== Exercise data ==
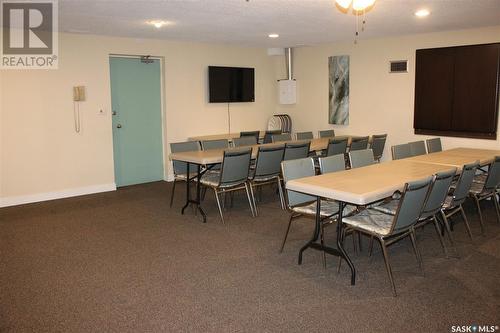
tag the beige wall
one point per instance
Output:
(379, 102)
(42, 156)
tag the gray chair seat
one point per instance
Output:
(388, 207)
(261, 178)
(372, 221)
(183, 176)
(328, 208)
(212, 179)
(481, 178)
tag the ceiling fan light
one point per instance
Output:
(358, 5)
(344, 3)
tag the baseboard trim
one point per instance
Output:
(74, 192)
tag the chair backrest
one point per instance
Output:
(294, 169)
(361, 158)
(304, 136)
(269, 161)
(378, 145)
(332, 163)
(255, 134)
(336, 146)
(268, 136)
(235, 166)
(282, 137)
(438, 193)
(400, 151)
(464, 183)
(244, 141)
(326, 133)
(215, 144)
(295, 150)
(178, 147)
(493, 178)
(411, 204)
(417, 148)
(434, 145)
(359, 143)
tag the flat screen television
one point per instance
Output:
(231, 84)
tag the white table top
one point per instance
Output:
(457, 157)
(365, 185)
(216, 155)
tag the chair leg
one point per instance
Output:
(467, 222)
(249, 199)
(438, 231)
(282, 199)
(286, 233)
(478, 206)
(173, 192)
(252, 193)
(323, 244)
(497, 206)
(370, 251)
(219, 205)
(415, 249)
(388, 266)
(448, 229)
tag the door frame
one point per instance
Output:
(162, 103)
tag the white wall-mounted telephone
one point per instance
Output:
(78, 96)
(78, 93)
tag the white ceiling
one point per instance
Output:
(298, 22)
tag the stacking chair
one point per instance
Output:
(489, 189)
(336, 146)
(304, 136)
(400, 151)
(378, 145)
(267, 170)
(296, 150)
(434, 145)
(268, 136)
(389, 229)
(453, 202)
(282, 137)
(332, 163)
(233, 176)
(417, 148)
(255, 134)
(215, 144)
(180, 167)
(359, 143)
(361, 158)
(326, 133)
(435, 200)
(304, 205)
(244, 141)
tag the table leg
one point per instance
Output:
(340, 243)
(188, 194)
(197, 202)
(339, 251)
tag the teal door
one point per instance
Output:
(137, 121)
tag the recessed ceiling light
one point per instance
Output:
(422, 13)
(158, 23)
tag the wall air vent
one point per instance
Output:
(398, 66)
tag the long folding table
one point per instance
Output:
(215, 156)
(360, 186)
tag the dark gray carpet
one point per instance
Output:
(125, 262)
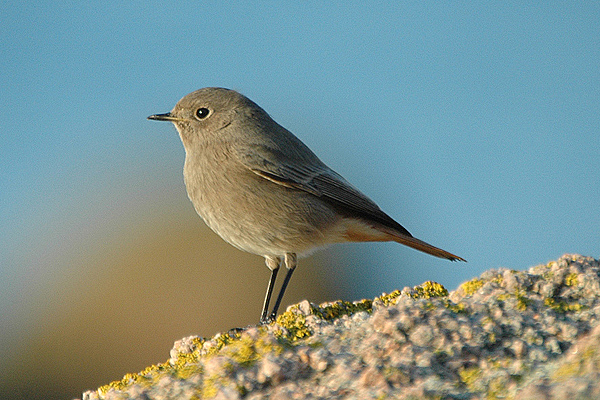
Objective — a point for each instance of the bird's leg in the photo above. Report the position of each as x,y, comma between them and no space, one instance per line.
290,264
273,264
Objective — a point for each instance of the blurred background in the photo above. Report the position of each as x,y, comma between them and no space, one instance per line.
475,126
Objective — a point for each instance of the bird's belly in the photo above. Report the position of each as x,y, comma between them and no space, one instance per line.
262,217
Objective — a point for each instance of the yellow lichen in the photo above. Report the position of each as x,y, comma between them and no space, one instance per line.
428,290
572,279
389,299
472,286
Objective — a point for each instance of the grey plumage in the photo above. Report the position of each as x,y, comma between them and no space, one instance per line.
265,192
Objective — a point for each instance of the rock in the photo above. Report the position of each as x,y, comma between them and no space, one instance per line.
506,334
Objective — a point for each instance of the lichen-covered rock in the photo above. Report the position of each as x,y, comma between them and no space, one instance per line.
507,334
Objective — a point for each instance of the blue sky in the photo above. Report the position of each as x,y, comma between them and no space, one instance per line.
475,125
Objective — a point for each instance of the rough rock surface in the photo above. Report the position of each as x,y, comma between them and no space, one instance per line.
508,334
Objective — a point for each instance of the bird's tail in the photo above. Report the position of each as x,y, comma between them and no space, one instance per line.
424,247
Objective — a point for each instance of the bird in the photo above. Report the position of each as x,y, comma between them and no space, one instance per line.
261,189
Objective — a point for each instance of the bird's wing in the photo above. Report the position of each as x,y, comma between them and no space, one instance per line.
311,175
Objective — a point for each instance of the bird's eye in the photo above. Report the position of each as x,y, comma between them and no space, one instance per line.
202,113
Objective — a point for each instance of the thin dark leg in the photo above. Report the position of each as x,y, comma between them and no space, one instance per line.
290,263
273,264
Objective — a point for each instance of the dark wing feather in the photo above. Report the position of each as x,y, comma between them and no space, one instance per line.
306,172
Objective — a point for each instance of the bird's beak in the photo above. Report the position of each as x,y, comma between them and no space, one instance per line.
163,117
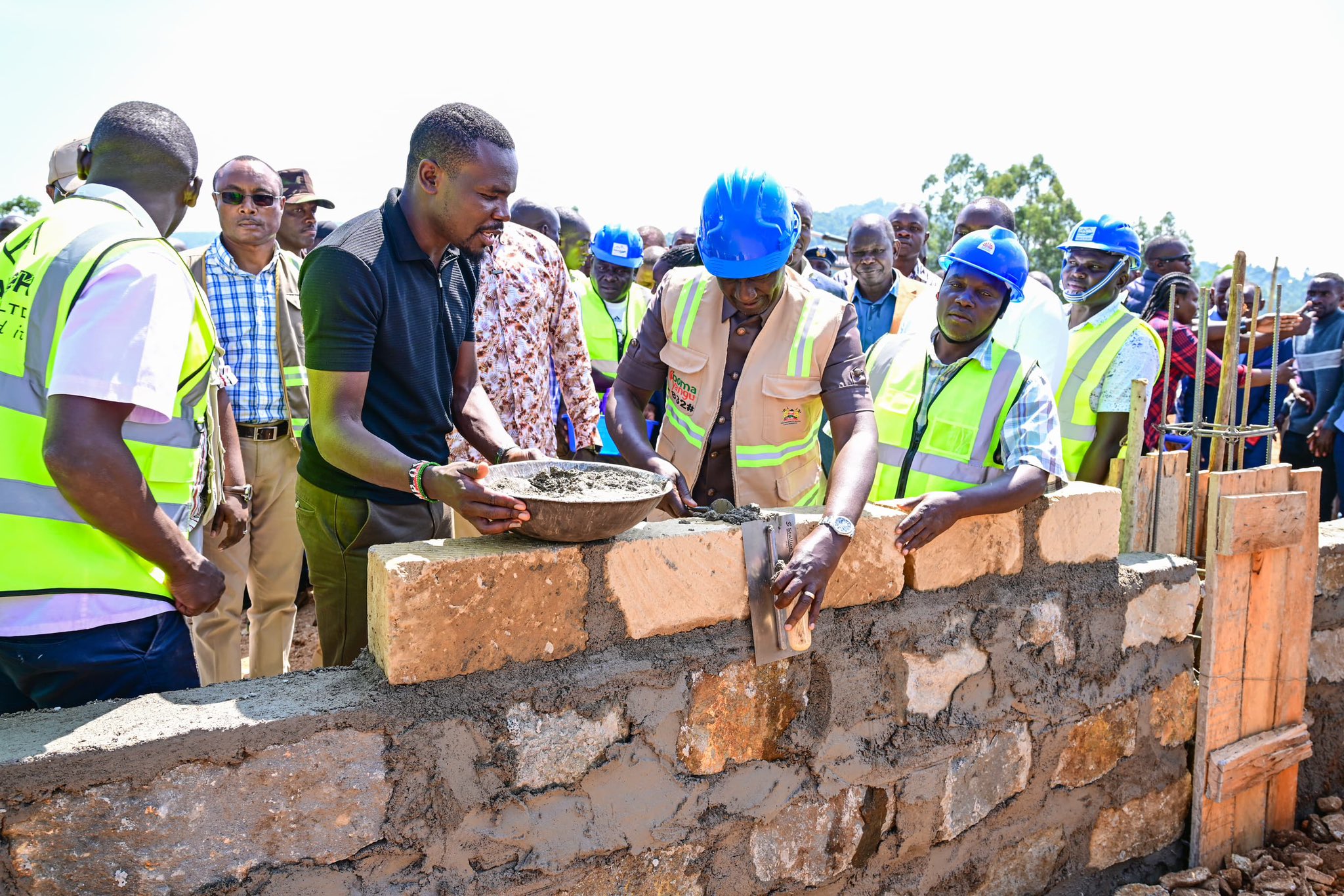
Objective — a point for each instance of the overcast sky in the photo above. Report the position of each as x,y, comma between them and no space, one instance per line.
1227,115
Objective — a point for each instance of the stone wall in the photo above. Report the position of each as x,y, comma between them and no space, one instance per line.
1005,712
1324,771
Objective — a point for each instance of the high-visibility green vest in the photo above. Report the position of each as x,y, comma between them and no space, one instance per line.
1092,350
43,268
956,449
605,350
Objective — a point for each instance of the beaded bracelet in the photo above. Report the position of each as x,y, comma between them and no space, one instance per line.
417,479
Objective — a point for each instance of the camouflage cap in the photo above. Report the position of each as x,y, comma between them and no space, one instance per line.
299,188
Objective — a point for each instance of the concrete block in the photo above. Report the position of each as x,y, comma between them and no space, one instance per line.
671,577
810,842
1081,524
558,748
738,715
1141,826
320,800
448,607
1326,661
1172,715
973,547
995,767
1163,610
931,682
1096,744
1024,868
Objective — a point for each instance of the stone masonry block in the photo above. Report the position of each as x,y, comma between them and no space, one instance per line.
673,577
1097,743
810,842
1172,715
1326,662
973,547
448,607
1080,524
320,800
995,767
556,748
1141,826
738,715
1163,610
931,682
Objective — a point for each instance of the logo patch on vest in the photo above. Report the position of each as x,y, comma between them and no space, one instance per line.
682,394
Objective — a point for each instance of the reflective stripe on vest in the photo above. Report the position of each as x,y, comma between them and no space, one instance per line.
55,257
1090,355
975,401
605,348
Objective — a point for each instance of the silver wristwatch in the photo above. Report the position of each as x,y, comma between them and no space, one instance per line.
842,525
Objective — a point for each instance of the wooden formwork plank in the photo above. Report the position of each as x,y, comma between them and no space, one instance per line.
1250,523
1260,664
1251,762
1299,598
1227,584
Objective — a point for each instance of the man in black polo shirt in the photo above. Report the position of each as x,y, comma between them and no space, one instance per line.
391,366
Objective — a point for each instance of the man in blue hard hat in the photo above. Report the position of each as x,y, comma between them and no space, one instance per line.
931,391
610,302
747,325
1109,347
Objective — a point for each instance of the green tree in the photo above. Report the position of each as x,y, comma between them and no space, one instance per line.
26,205
1045,213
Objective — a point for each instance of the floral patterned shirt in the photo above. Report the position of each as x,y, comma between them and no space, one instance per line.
527,320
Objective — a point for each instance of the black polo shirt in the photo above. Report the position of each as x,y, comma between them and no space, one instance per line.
373,301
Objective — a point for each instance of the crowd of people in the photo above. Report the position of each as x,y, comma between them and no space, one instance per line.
184,426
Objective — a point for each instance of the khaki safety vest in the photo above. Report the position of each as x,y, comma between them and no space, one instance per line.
959,445
289,332
776,456
43,269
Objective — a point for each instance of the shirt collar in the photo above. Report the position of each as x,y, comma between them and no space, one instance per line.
1102,316
984,352
222,257
400,232
119,198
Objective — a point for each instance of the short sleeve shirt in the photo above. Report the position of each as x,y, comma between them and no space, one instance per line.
375,302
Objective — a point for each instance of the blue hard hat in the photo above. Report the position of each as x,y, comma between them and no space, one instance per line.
994,251
619,245
747,226
1105,234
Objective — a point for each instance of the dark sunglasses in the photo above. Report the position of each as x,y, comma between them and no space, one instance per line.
234,198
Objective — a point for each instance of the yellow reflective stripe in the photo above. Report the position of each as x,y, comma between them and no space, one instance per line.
774,455
686,426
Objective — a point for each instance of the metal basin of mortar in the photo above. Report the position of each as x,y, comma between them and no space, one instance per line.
572,519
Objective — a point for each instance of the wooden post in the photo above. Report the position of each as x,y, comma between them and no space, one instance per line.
1227,380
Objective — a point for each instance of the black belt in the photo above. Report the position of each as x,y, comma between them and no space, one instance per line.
264,432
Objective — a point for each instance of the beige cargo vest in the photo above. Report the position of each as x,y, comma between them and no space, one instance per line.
776,456
289,331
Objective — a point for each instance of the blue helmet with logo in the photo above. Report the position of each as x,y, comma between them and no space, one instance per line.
619,245
994,251
1104,234
747,226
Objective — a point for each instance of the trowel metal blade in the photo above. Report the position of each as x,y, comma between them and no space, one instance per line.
763,543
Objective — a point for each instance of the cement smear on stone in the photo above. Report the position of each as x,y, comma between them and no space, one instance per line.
612,484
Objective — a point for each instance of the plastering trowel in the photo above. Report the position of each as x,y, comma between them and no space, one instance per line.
765,542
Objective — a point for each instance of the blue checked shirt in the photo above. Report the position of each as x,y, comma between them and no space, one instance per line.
1031,429
243,308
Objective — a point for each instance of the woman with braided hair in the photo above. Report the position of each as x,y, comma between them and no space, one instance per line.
1182,343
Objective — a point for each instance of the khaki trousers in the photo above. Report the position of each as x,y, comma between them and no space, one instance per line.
338,533
269,562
===
## To do
Repeat only the lines running from the line that contains "Objective — a point for each instance of the plastering" through the last line above, inclusive.

## Solved problem
Objective — a point for each instance of the plastering trowel in the photo above. Report the position of each as x,y, comma between them and no space, one instance per line.
765,542
Objective — a point for each instance of the blue checked shirt in the photo above. Report the position of each as x,y, comma between them and no space, one instance per line.
1031,429
243,308
Objective — a point for each instance of the woman with braided hair in the photo above. Report the position of each as x,y, comma between them and no space, one instance per line.
1182,343
Objective — a point for each instance of the khaki trousers in the photo above. Report the position of each as x,y, comma between them and no space, one instance per line.
338,533
269,562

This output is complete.